STATED EXERCISE: Write out again everything from the line containing "look for smile." down to the end of the entries, requests included, and shift every bounding box coordinate in the answers up by 69.

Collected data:
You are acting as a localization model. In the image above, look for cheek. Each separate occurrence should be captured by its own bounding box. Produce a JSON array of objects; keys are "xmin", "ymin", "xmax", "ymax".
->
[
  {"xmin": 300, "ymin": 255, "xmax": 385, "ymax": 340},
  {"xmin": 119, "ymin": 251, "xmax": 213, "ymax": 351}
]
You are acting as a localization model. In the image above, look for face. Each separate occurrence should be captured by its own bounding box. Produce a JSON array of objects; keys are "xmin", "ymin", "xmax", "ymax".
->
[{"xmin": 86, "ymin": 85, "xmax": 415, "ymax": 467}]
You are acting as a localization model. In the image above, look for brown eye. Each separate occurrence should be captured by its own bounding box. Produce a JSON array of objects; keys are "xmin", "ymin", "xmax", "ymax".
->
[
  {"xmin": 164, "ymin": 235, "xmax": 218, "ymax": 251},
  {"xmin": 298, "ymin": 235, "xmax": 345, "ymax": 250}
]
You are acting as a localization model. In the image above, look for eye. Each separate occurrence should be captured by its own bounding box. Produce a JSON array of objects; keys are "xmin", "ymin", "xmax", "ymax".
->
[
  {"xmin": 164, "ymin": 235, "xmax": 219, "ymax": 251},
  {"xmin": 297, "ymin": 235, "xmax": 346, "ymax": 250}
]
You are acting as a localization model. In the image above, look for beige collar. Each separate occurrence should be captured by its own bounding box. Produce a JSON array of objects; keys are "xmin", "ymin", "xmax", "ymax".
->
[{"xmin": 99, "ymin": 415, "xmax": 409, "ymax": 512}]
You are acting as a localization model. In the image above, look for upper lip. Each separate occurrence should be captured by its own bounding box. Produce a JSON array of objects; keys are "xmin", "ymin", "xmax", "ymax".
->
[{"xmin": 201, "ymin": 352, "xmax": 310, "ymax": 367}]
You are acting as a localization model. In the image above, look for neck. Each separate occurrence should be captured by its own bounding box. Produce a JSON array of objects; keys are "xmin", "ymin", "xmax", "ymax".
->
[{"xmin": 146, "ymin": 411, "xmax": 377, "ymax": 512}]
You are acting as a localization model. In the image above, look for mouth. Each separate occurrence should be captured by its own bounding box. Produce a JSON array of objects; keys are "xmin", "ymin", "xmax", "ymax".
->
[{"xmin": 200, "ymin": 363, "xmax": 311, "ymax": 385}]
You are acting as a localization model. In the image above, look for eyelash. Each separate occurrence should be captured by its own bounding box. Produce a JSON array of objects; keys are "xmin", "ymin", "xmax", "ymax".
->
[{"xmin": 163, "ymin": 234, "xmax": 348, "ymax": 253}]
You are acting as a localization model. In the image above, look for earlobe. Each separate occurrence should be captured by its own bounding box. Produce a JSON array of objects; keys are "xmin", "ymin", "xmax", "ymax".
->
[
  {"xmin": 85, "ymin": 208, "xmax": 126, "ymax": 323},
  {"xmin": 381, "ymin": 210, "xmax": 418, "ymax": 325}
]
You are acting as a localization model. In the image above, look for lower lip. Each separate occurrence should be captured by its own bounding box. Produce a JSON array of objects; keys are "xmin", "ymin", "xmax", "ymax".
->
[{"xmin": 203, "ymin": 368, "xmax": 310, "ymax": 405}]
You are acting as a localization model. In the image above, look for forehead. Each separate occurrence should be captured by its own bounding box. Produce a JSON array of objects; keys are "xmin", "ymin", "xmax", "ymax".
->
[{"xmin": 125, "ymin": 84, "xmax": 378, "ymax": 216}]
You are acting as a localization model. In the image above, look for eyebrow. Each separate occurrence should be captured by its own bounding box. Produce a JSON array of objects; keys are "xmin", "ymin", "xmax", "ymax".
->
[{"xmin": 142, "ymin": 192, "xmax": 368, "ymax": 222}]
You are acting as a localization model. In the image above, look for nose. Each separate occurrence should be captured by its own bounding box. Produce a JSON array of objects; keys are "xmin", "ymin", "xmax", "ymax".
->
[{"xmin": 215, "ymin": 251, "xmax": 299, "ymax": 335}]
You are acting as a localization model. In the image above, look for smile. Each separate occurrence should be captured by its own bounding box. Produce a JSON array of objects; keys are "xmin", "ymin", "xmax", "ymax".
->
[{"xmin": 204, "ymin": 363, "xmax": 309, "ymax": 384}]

RESPONSE TO THIS TASK:
You are acting as a localization model. In the image above, look for smile. Each separate occurrence should be captured by its own bounding box. Produce a JSON array of objects; keys are "xmin", "ymin", "xmax", "ymax".
->
[{"xmin": 273, "ymin": 432, "xmax": 378, "ymax": 453}]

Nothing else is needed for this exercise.